◆ Task brief: Please write out every line between the line holding "Target: yellow rail maintenance vehicle" and the line holding "(1105, 436)", inclusive, and shift each coordinate in the answers by -43.

* start Excerpted data *

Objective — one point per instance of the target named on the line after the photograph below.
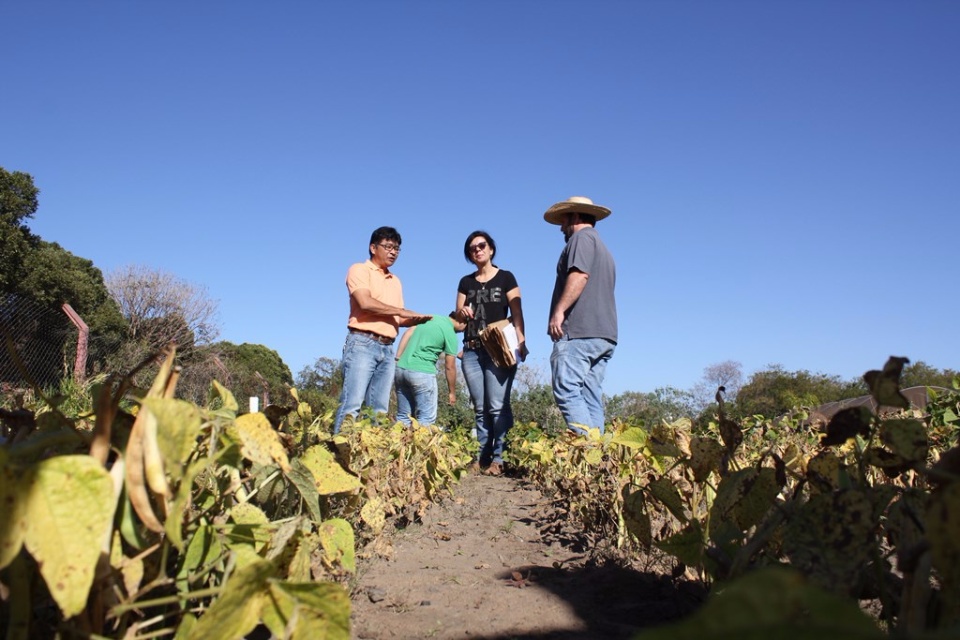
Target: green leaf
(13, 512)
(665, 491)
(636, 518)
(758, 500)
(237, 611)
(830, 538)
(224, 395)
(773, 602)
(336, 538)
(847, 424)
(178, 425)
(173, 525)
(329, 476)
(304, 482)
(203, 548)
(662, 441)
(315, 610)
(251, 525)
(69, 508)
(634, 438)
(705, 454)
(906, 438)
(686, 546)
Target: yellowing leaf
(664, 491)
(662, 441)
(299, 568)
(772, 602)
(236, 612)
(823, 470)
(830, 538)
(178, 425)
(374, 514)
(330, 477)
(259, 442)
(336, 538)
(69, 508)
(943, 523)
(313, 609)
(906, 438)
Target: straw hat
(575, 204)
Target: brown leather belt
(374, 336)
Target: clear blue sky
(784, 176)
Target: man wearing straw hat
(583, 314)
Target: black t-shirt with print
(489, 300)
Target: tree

* end Excerpted data *
* start Excerpted data *

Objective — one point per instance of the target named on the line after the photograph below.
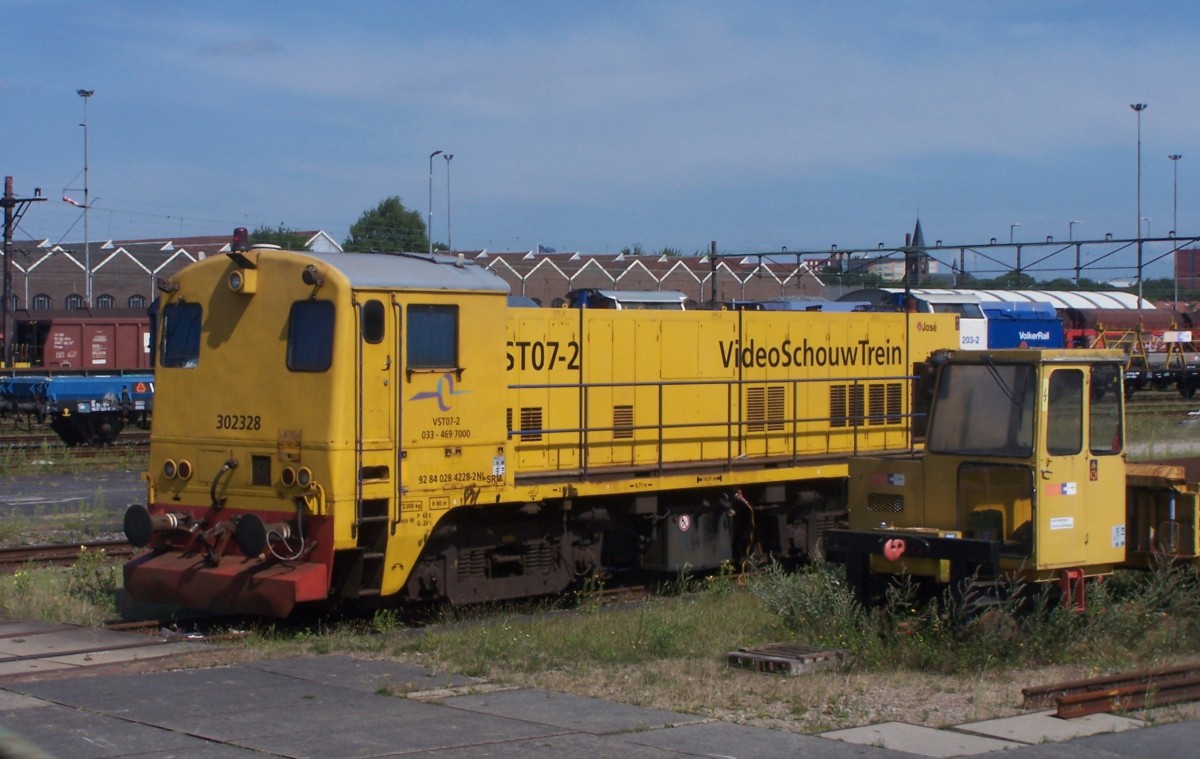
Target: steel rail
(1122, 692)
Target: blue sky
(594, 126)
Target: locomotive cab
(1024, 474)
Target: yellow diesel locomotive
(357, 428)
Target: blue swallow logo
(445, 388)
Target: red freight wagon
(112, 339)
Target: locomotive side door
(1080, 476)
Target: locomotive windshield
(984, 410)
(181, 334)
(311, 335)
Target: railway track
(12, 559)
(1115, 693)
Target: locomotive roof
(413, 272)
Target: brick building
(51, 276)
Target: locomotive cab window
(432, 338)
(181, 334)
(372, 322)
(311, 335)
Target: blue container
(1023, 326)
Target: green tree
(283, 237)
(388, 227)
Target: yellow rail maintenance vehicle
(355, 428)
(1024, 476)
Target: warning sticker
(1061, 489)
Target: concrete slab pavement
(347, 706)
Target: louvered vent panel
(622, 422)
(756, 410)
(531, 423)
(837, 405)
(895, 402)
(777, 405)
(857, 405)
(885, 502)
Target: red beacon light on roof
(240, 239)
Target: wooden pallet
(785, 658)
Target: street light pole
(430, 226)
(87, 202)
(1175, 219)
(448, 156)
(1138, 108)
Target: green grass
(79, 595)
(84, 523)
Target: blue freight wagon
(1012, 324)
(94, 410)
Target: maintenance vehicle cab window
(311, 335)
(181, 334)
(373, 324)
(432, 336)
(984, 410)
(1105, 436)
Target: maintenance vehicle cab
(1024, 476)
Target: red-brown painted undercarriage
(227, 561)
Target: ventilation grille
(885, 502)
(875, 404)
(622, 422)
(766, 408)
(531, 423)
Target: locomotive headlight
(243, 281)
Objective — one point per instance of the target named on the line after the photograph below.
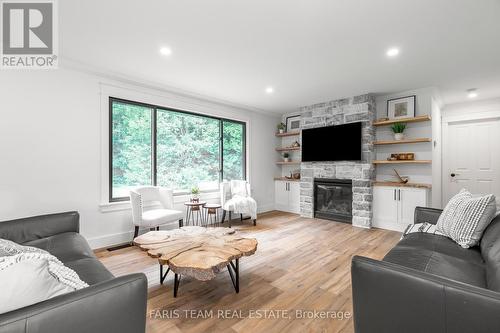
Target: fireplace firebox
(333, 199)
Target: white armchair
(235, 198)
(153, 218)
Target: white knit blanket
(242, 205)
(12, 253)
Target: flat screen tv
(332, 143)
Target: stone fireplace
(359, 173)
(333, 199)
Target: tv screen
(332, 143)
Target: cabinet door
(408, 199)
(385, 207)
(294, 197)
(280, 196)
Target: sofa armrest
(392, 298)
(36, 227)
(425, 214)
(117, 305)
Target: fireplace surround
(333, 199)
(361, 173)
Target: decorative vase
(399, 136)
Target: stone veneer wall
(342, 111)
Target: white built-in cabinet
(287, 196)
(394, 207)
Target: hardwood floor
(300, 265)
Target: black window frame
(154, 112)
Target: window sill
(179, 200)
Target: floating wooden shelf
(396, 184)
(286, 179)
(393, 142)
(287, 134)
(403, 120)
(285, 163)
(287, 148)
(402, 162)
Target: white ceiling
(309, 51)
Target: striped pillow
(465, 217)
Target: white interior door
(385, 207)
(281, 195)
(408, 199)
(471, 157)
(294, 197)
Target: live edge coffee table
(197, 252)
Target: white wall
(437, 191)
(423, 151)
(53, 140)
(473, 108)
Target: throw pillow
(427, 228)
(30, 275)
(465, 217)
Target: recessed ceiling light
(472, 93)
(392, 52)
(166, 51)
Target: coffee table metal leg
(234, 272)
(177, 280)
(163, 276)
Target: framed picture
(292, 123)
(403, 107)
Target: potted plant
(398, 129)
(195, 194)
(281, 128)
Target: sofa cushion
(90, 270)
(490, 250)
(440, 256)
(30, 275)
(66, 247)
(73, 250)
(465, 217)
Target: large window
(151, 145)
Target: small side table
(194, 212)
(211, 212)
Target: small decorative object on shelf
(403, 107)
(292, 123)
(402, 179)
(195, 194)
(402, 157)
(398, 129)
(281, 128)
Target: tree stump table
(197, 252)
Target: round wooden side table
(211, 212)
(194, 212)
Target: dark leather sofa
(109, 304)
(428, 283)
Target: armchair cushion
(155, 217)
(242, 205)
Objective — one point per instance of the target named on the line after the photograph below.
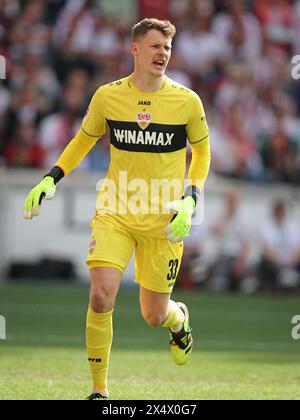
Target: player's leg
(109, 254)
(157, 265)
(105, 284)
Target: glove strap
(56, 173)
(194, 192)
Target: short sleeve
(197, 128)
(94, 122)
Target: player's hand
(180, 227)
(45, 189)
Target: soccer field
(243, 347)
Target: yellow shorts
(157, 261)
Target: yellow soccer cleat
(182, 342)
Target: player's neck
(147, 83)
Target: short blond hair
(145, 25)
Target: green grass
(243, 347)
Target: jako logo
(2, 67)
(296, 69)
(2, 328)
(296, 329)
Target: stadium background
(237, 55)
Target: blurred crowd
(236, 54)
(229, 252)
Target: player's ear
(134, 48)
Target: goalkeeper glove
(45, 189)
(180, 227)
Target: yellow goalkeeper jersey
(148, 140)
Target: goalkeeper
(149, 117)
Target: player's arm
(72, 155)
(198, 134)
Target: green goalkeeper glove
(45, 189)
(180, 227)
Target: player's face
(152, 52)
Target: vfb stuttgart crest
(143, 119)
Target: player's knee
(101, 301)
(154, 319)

* end Excerpted data *
* start Excerpted data *

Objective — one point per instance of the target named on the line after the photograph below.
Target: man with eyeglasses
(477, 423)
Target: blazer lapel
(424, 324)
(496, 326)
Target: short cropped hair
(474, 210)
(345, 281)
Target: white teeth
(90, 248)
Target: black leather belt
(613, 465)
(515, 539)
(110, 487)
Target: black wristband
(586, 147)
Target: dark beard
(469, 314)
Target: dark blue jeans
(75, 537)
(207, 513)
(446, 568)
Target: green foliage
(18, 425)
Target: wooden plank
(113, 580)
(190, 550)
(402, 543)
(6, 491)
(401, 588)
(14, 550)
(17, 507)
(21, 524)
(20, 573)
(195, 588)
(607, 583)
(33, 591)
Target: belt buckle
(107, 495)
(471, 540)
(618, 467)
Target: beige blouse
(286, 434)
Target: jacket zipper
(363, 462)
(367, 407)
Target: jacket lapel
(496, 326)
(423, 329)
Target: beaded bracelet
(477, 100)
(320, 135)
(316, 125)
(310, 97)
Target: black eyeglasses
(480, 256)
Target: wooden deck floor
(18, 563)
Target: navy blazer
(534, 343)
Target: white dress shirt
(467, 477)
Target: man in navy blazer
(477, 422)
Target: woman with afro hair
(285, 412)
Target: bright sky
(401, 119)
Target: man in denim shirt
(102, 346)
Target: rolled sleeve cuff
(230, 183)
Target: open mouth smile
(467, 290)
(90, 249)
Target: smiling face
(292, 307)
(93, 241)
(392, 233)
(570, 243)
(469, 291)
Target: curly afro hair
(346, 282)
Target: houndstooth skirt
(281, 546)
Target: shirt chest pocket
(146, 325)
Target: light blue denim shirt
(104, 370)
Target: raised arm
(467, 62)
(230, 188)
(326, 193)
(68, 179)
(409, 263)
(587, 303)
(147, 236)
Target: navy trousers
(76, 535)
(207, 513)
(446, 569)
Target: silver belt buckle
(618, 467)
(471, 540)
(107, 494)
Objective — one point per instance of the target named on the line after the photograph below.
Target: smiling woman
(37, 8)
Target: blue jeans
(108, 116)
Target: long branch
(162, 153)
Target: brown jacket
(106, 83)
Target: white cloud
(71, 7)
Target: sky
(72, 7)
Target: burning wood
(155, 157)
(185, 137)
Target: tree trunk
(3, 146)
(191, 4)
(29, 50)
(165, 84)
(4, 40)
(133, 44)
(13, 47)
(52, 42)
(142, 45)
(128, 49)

* end Excerpted data *

◆ Exercise output:
Target: yellow rail maintenance vehicle
(312, 385)
(981, 433)
Target: warning sticker
(1018, 446)
Target: concrete slab pavement
(304, 663)
Target: louvered vent panel
(579, 379)
(713, 367)
(488, 380)
(794, 362)
(852, 359)
(734, 362)
(814, 362)
(842, 459)
Target: red beacon light on roof
(197, 196)
Target: wooden pallet
(742, 615)
Target: street light pole
(387, 183)
(44, 159)
(1132, 176)
(405, 113)
(1095, 65)
Target: green grass
(36, 552)
(41, 480)
Target: blue freight wagon
(969, 281)
(51, 367)
Target: maintenance vehicle cab window
(268, 292)
(138, 291)
(330, 281)
(389, 293)
(941, 367)
(1062, 393)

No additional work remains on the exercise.